▶ Work to be completed
Produce a faithful copy of the data, one that leaves out the pictures.

▶ Source material

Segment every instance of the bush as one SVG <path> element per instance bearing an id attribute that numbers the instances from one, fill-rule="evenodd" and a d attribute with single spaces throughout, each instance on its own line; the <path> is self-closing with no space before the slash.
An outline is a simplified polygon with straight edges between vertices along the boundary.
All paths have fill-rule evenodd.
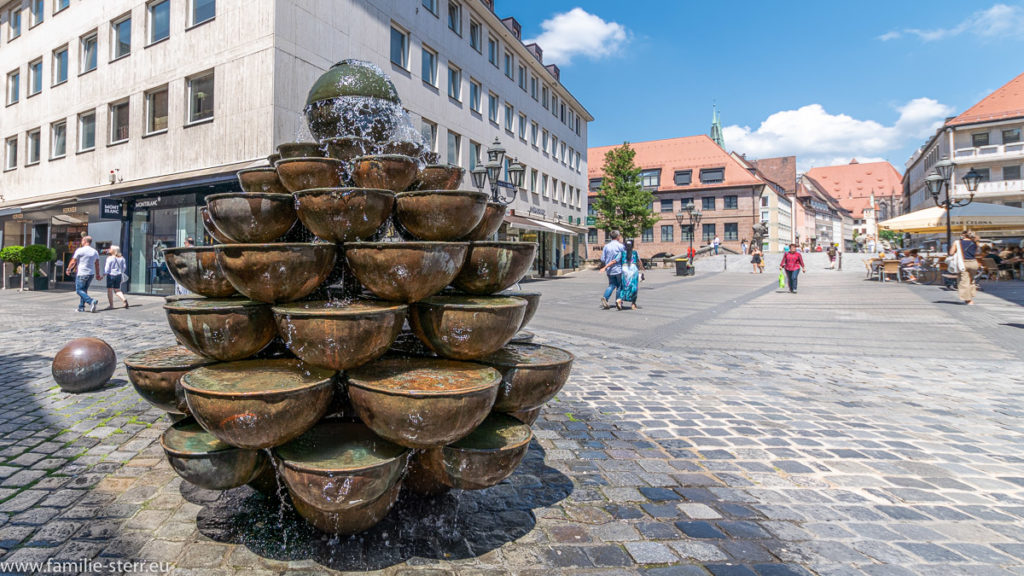
<path id="1" fill-rule="evenodd" d="M 10 262 L 11 264 L 24 264 L 24 254 L 24 246 L 6 246 L 3 250 L 0 250 L 0 260 Z"/>
<path id="2" fill-rule="evenodd" d="M 21 260 L 25 264 L 33 264 L 33 276 L 41 276 L 39 272 L 40 264 L 46 264 L 47 262 L 53 262 L 57 258 L 57 251 L 53 248 L 47 248 L 42 244 L 29 244 L 22 250 Z"/>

▶ Answer
Segment every instance of the bush as one SVG <path> element per instance bearing an id attribute that numbers the instances from one, fill-rule="evenodd" and a d attribute with single spaces throughout, each instance on its own line; the <path> is self-closing with no space before the slash.
An outline is a simplified polygon with straight edges between vertices along the boundary.
All paths have fill-rule evenodd.
<path id="1" fill-rule="evenodd" d="M 10 262 L 11 264 L 24 264 L 24 254 L 24 246 L 6 246 L 3 250 L 0 250 L 0 260 Z"/>
<path id="2" fill-rule="evenodd" d="M 21 260 L 25 264 L 33 264 L 33 276 L 41 276 L 39 272 L 40 264 L 46 264 L 47 262 L 53 262 L 57 258 L 57 251 L 53 248 L 47 248 L 42 244 L 29 244 L 22 250 Z"/>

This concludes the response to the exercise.